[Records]
========================
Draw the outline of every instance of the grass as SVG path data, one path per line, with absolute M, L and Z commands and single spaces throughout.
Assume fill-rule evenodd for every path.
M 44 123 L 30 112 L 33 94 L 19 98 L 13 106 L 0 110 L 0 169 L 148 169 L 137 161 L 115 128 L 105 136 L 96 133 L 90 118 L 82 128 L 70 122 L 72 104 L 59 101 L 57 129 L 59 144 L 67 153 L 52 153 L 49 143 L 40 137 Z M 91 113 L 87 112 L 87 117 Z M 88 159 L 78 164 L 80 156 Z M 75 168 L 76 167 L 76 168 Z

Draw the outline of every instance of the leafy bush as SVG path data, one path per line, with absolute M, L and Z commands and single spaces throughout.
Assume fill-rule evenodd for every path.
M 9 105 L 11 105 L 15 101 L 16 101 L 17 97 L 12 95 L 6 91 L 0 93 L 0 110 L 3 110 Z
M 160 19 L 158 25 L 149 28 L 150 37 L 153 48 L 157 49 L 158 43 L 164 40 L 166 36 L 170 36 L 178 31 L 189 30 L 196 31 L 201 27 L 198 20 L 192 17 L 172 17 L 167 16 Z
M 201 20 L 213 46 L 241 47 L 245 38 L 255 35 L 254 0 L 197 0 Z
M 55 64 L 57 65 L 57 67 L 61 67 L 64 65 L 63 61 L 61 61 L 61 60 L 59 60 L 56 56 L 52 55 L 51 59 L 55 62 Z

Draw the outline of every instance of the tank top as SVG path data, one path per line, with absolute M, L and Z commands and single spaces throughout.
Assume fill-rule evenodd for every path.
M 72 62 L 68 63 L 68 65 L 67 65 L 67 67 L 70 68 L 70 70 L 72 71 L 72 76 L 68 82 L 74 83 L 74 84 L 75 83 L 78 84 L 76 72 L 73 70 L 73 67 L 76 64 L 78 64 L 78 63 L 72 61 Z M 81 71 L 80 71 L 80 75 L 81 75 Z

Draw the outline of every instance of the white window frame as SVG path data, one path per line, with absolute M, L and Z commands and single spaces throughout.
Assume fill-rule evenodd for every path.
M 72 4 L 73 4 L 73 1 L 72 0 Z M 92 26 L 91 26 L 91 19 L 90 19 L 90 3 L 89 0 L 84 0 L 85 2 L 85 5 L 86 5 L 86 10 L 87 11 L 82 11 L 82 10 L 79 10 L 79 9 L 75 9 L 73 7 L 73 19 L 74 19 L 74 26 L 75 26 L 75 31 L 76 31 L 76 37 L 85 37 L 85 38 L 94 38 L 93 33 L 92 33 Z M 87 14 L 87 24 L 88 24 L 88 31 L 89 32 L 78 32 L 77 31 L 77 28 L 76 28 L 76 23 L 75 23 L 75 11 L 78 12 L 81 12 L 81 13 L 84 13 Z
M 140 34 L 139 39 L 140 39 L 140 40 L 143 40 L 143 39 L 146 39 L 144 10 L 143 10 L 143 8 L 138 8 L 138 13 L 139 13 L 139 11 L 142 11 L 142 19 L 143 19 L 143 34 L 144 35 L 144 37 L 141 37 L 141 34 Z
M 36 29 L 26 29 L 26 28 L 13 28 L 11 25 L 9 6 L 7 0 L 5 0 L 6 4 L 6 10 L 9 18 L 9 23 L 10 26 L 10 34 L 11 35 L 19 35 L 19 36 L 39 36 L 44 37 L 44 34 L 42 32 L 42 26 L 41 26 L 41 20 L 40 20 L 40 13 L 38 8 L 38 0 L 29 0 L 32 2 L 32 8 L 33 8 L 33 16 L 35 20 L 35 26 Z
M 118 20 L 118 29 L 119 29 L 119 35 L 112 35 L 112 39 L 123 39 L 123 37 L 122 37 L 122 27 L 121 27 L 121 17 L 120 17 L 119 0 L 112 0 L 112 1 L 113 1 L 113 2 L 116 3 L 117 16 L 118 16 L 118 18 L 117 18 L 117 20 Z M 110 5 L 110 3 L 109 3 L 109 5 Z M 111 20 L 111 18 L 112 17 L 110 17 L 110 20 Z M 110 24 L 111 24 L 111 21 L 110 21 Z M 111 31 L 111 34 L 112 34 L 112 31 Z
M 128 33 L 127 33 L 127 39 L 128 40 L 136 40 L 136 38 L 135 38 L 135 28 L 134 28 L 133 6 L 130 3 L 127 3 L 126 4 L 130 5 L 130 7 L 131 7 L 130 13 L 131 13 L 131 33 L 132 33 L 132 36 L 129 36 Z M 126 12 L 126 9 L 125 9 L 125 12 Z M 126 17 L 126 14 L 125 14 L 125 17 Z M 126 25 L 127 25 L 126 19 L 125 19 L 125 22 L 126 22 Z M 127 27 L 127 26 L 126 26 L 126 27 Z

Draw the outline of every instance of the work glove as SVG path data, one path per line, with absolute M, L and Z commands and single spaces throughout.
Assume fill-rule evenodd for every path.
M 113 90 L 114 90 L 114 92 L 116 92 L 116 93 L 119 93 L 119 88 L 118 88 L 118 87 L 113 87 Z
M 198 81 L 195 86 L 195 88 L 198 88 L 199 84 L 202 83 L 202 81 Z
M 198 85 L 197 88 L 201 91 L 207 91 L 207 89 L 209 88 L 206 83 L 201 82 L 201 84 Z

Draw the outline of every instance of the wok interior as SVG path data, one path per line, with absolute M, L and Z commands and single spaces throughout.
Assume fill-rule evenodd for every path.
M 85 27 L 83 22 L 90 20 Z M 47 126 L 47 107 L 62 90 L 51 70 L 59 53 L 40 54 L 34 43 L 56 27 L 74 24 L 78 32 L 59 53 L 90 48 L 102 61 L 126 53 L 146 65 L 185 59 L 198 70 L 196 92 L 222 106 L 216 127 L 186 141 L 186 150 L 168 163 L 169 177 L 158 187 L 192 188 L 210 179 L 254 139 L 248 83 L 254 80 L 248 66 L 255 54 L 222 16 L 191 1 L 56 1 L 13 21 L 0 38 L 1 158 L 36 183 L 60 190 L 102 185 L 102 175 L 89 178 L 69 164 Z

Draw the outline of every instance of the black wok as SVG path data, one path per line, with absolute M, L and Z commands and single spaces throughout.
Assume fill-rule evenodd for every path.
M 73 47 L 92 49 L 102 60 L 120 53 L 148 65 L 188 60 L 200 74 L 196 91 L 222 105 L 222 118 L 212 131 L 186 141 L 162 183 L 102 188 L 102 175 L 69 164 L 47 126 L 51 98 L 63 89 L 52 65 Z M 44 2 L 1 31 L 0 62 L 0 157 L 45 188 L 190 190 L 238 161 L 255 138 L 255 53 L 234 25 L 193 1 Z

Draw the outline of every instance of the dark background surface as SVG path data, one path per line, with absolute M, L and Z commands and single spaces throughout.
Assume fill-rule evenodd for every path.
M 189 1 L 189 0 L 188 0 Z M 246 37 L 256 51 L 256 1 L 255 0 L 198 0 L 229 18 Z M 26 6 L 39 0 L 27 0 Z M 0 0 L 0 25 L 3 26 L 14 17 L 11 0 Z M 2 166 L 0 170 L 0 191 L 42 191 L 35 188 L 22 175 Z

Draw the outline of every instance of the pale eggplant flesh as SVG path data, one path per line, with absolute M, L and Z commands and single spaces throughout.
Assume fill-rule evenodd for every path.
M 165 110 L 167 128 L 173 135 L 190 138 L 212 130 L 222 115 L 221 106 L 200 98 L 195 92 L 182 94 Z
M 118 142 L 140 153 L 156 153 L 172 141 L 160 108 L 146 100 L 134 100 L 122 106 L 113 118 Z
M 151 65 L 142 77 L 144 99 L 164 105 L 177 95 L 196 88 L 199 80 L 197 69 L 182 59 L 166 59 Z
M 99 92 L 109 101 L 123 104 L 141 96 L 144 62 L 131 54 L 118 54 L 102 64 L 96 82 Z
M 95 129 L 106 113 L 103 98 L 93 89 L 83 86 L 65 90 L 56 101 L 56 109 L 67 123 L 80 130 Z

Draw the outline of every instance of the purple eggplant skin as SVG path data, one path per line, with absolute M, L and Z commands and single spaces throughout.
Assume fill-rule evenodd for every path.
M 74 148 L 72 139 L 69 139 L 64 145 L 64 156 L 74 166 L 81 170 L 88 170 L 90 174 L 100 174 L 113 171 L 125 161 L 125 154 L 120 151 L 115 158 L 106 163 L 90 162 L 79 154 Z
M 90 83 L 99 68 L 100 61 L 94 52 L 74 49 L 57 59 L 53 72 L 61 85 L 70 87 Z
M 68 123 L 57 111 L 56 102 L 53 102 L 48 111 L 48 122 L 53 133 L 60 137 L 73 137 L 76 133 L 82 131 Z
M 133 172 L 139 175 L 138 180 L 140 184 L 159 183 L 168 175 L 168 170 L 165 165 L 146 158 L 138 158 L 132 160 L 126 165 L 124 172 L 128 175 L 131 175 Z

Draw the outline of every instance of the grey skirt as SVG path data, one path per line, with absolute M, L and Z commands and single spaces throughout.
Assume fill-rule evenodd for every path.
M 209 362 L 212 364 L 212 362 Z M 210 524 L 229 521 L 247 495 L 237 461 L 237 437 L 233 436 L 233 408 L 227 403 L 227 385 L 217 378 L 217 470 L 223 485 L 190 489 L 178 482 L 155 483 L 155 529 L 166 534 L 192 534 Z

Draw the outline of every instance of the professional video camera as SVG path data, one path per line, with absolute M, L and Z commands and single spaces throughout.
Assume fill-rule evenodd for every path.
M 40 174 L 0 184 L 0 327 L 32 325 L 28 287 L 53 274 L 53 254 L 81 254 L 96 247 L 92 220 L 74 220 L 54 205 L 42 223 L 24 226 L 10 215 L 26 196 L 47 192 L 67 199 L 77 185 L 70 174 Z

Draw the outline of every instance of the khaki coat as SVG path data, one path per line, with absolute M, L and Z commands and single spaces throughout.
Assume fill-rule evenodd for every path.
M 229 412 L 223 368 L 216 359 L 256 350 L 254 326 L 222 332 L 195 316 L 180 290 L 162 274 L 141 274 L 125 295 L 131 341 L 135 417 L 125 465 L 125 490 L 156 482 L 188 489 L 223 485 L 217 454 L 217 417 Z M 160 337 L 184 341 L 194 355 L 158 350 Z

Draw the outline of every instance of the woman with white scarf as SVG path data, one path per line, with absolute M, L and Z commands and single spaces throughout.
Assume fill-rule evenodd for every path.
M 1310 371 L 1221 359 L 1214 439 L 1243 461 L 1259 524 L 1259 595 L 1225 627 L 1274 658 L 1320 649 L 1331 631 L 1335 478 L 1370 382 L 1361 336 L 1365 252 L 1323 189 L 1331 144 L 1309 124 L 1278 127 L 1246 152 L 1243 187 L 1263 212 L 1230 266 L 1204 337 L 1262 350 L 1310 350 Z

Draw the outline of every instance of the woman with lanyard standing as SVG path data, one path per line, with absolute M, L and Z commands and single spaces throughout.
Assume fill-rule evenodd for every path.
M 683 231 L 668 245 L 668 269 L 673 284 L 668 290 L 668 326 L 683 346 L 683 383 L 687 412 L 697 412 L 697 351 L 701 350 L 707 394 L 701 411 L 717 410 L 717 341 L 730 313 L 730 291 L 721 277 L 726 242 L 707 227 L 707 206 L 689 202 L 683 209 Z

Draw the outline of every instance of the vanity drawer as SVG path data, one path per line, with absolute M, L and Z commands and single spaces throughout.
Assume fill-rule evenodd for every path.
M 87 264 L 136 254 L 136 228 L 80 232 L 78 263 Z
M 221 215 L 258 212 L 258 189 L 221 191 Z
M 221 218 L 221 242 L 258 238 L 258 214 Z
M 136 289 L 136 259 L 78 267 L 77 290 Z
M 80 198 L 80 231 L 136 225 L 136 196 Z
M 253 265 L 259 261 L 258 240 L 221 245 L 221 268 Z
========================
• [What this task involves]: Please render the lines from the first one through the line containing "M 44 123 L 30" as a Markdown table with the columns "Row" and "Line", leaving out any blank lines.

• [Result for this exercise]:
| Row | Line |
|---|---|
| 1 | Draw the outline of every instance of the grass as SVG path data, one path per line, with absolute M, L and Z commands and single spaces throughout. |
| 2 | Assume fill-rule evenodd for every path. |
| 3 | M 44 123 L 30 112 L 33 94 L 19 98 L 13 106 L 0 110 L 0 169 L 148 169 L 137 161 L 115 128 L 105 136 L 96 133 L 90 118 L 82 128 L 70 122 L 72 104 L 59 101 L 57 129 L 59 144 L 67 153 L 52 153 L 49 143 L 40 137 Z M 91 113 L 87 112 L 87 117 Z M 88 159 L 78 164 L 80 156 Z M 75 168 L 76 167 L 76 168 Z |